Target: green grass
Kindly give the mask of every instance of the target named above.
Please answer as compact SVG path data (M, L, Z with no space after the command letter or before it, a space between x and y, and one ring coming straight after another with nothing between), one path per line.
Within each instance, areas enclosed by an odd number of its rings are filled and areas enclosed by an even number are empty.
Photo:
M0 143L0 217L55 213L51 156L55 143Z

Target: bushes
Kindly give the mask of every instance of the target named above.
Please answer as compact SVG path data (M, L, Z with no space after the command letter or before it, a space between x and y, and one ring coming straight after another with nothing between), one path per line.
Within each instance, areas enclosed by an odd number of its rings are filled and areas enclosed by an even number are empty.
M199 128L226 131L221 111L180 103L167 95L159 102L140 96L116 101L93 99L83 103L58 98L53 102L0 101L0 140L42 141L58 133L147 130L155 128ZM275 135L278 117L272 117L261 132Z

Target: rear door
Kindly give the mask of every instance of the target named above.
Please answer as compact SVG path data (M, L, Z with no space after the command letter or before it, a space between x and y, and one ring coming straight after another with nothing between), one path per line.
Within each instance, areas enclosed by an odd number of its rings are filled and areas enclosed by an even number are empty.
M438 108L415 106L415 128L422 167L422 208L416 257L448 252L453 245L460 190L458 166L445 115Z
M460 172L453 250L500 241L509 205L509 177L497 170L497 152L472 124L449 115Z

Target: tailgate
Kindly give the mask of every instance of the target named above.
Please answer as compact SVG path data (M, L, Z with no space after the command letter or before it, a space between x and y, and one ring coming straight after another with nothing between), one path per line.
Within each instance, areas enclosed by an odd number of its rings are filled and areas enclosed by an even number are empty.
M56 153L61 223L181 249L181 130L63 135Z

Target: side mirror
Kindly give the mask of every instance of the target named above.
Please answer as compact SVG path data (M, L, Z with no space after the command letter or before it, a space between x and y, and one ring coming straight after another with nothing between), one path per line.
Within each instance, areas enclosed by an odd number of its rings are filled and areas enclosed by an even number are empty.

______

* What is required
Rewrite the lines starting at the one containing "Target: tailgate" and ending at the end of the records, switching "mask" to "outline" and leaving everything else unchanged.

* Answer to the exercise
Target: tailgate
Kindly give the outline of every instance of the target named above.
Please answer as compact SVG path data (M, L, Z with no space after the command letter or before it, a space between x and y, and one ring coming straight after another with nothing between), one path per line.
Within each instance, areas enclosed by an odd number of its rings are filled and areas enclosed by an even number are empty.
M56 153L61 223L181 249L181 130L63 135Z

Target: side mirror
Kindly give the outline of every instance of the target named above.
Please answer as compact SVG path data (M, L, Z with no space after the command letter or before it, a space between x and y, and one ring coming straight after another with nothing between), one path per line.
Within each instance, areas enclosed by an odd number of its rings are filled and areas enclosed by an even number are empty.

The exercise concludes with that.